* _Direction_:
In the records below, locate the line containing "Task: for the greenhouse-bench survey, tag the blurred", then output that line and all later lines exactly, through the last one.

╔══

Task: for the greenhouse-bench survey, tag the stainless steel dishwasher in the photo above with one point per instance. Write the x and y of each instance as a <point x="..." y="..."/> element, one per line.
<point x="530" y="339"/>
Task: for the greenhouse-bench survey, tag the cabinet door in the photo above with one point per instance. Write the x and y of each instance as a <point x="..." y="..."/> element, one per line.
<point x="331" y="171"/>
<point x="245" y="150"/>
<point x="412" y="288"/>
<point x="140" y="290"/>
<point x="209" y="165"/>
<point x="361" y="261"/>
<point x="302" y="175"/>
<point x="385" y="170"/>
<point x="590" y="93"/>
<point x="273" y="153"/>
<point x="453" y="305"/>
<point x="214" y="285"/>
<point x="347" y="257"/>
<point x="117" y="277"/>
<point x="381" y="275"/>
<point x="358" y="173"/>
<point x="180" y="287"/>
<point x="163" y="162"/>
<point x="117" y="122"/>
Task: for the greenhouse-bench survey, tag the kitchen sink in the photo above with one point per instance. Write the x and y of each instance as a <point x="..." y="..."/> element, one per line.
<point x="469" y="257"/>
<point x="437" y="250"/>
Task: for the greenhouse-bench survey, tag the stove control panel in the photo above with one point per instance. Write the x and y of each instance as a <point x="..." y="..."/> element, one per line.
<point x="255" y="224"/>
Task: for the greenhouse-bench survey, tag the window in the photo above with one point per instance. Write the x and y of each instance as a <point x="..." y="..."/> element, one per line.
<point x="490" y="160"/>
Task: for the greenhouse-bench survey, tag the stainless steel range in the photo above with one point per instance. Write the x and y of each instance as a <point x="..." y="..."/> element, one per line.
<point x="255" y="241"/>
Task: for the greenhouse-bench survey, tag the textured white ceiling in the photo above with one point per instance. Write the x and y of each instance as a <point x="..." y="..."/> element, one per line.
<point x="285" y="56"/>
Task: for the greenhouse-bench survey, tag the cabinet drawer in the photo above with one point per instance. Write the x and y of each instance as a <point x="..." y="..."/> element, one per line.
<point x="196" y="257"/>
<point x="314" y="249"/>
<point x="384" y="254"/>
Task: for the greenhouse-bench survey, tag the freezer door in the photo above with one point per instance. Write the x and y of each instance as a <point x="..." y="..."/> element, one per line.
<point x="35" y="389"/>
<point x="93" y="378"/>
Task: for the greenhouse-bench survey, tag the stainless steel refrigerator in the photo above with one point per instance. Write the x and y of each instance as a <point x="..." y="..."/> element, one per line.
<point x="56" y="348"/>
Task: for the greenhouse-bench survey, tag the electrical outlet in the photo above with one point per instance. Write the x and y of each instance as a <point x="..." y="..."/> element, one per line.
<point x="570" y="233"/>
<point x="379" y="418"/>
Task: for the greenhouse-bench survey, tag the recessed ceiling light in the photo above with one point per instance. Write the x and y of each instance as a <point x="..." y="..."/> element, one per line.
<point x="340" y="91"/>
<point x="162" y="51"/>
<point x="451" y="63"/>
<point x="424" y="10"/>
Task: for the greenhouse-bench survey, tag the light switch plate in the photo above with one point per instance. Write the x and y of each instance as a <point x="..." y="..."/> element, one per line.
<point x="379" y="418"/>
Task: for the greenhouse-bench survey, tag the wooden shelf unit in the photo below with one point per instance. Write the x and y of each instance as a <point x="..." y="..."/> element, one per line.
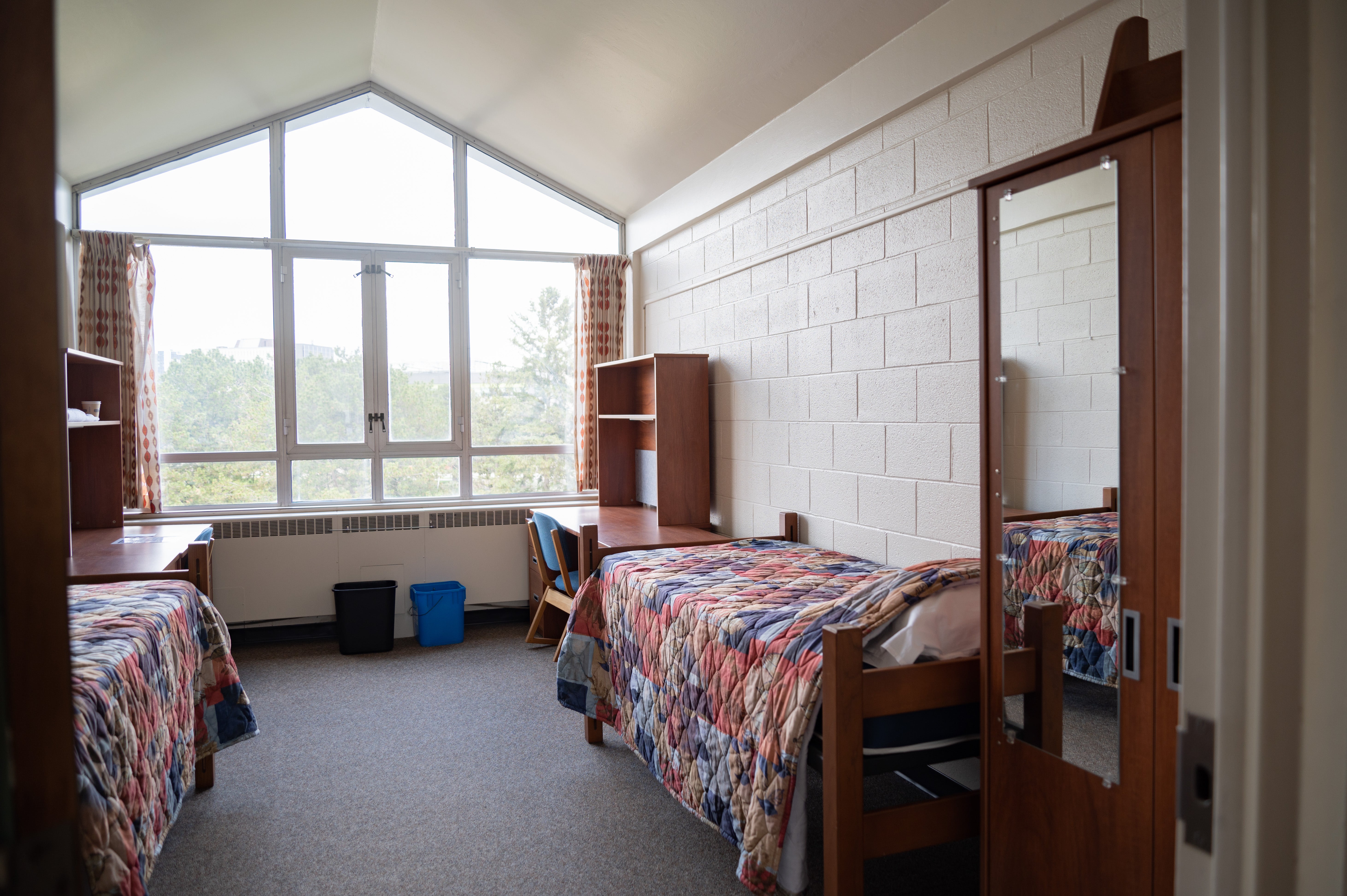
<point x="654" y="437"/>
<point x="95" y="447"/>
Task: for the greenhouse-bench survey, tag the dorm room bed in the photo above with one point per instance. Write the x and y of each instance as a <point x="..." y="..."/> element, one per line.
<point x="157" y="694"/>
<point x="1069" y="560"/>
<point x="714" y="662"/>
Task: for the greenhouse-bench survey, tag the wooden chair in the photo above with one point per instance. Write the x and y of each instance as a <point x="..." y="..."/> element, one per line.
<point x="550" y="552"/>
<point x="852" y="694"/>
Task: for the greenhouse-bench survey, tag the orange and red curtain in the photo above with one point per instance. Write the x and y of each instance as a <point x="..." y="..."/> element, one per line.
<point x="600" y="305"/>
<point x="116" y="321"/>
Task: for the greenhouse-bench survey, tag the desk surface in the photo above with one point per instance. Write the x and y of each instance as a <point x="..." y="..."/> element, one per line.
<point x="95" y="553"/>
<point x="631" y="527"/>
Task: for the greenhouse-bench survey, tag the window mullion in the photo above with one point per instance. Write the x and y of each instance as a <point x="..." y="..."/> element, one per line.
<point x="460" y="192"/>
<point x="278" y="180"/>
<point x="283" y="354"/>
<point x="378" y="378"/>
<point x="461" y="371"/>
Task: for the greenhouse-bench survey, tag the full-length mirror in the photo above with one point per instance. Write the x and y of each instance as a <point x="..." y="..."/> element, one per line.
<point x="1059" y="349"/>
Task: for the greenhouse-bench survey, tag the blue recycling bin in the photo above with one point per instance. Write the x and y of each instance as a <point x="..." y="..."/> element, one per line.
<point x="438" y="614"/>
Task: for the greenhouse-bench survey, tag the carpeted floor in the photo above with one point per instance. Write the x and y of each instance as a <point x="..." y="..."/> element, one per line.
<point x="453" y="770"/>
<point x="1089" y="726"/>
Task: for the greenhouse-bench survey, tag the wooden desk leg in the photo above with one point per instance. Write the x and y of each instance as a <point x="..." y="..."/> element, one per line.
<point x="588" y="544"/>
<point x="207" y="774"/>
<point x="1043" y="705"/>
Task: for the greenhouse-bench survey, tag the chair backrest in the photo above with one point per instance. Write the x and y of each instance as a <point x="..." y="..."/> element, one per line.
<point x="545" y="542"/>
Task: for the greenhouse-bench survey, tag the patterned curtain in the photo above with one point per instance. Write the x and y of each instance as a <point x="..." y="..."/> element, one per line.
<point x="600" y="304"/>
<point x="115" y="320"/>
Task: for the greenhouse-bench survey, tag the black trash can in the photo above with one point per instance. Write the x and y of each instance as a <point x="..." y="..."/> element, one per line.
<point x="366" y="616"/>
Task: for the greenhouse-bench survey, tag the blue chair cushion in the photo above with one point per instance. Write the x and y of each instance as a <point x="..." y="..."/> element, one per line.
<point x="570" y="546"/>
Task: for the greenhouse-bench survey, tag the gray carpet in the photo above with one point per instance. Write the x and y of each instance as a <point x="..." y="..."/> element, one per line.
<point x="1089" y="726"/>
<point x="453" y="770"/>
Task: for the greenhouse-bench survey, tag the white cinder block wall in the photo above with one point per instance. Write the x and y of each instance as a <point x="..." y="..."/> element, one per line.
<point x="1059" y="344"/>
<point x="845" y="374"/>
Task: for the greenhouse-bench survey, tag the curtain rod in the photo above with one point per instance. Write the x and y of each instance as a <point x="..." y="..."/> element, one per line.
<point x="811" y="242"/>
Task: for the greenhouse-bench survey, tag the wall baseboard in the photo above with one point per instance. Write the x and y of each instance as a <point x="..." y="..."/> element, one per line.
<point x="321" y="631"/>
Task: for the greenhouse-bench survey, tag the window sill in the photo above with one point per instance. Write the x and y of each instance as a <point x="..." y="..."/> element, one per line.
<point x="361" y="509"/>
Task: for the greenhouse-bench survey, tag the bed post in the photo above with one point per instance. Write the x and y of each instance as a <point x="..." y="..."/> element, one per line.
<point x="844" y="845"/>
<point x="588" y="549"/>
<point x="205" y="773"/>
<point x="1043" y="705"/>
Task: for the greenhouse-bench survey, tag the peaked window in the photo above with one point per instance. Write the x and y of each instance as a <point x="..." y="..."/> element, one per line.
<point x="324" y="332"/>
<point x="219" y="192"/>
<point x="511" y="211"/>
<point x="368" y="172"/>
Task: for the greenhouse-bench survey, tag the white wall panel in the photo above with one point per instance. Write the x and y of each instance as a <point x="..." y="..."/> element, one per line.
<point x="490" y="561"/>
<point x="262" y="579"/>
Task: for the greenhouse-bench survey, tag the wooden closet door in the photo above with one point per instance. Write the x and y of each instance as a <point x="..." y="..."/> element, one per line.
<point x="1048" y="825"/>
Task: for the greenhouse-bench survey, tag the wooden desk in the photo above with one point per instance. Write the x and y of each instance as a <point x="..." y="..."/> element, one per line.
<point x="95" y="557"/>
<point x="612" y="530"/>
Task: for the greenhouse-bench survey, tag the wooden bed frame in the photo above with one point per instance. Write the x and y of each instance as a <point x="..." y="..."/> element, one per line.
<point x="853" y="694"/>
<point x="1109" y="506"/>
<point x="197" y="572"/>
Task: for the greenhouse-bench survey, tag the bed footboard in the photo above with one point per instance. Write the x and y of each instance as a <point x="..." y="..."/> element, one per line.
<point x="589" y="537"/>
<point x="853" y="694"/>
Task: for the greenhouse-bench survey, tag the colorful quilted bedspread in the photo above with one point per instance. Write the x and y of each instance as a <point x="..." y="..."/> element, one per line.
<point x="1073" y="561"/>
<point x="709" y="662"/>
<point x="156" y="690"/>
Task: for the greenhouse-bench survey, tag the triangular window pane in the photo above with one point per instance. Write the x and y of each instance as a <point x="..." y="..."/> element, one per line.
<point x="367" y="172"/>
<point x="510" y="211"/>
<point x="224" y="190"/>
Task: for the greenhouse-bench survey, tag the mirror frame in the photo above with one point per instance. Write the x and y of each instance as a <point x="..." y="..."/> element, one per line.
<point x="1136" y="430"/>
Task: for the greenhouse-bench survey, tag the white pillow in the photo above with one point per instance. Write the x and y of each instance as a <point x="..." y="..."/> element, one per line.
<point x="945" y="626"/>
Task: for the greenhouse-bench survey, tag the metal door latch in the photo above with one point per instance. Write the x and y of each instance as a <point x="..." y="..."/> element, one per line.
<point x="1197" y="781"/>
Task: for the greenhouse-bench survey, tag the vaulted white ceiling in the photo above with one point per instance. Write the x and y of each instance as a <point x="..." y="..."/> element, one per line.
<point x="617" y="100"/>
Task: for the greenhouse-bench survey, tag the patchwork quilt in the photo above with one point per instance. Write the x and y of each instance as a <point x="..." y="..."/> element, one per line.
<point x="156" y="690"/>
<point x="1073" y="561"/>
<point x="709" y="662"/>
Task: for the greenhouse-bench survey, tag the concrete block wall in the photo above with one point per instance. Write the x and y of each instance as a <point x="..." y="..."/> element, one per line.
<point x="1059" y="344"/>
<point x="845" y="372"/>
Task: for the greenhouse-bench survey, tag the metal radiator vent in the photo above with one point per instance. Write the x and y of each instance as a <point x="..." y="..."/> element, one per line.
<point x="460" y="519"/>
<point x="274" y="529"/>
<point x="384" y="523"/>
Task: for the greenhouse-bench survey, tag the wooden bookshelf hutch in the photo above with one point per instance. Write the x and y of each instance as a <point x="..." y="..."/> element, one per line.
<point x="654" y="437"/>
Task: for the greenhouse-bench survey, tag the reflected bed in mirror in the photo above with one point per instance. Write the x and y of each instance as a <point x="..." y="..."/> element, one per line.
<point x="1061" y="441"/>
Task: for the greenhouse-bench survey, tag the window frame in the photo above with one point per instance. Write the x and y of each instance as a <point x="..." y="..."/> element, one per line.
<point x="374" y="290"/>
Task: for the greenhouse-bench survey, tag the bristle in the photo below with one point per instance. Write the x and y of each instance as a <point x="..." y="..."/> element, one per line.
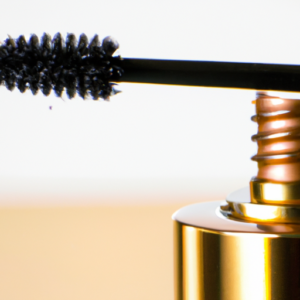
<point x="84" y="67"/>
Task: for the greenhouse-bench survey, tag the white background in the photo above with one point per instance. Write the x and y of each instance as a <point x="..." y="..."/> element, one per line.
<point x="151" y="143"/>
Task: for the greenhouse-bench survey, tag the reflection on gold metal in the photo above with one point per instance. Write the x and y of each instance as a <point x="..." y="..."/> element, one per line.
<point x="239" y="206"/>
<point x="221" y="259"/>
<point x="248" y="247"/>
<point x="265" y="192"/>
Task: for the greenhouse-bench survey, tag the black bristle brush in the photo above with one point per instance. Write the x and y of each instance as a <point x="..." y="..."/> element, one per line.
<point x="83" y="67"/>
<point x="89" y="68"/>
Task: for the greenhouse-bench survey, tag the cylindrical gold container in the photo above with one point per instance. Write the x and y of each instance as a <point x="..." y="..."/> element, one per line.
<point x="221" y="259"/>
<point x="248" y="247"/>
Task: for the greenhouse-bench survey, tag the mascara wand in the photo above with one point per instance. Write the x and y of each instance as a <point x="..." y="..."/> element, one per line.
<point x="212" y="74"/>
<point x="89" y="68"/>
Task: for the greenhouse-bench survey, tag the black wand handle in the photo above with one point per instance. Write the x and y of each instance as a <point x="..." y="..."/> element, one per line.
<point x="212" y="74"/>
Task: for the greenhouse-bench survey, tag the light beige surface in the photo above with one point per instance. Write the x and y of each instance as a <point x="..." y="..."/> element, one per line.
<point x="78" y="253"/>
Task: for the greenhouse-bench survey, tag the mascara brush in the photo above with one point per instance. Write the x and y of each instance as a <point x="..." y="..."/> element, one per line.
<point x="89" y="68"/>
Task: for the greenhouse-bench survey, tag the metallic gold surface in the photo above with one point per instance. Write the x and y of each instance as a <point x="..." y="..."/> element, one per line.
<point x="239" y="206"/>
<point x="278" y="138"/>
<point x="221" y="259"/>
<point x="277" y="193"/>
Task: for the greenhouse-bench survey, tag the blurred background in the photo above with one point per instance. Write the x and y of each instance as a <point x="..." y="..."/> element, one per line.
<point x="88" y="188"/>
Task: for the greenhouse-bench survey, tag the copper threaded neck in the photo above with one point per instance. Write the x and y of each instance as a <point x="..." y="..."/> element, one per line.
<point x="278" y="138"/>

╚══

* _Task response_:
Task: for the greenhouse-bench survey, tag the blurred background in the photo above with one point per instance. Write the x and y of each instance as a <point x="..." y="..."/> element, one per line.
<point x="88" y="188"/>
Task: for the greenhouse-bench survey, tag the copper threaded neck in the photo above with one point per instance. Write the x and y of each instance as a <point x="..." y="..."/> element, one per line.
<point x="278" y="138"/>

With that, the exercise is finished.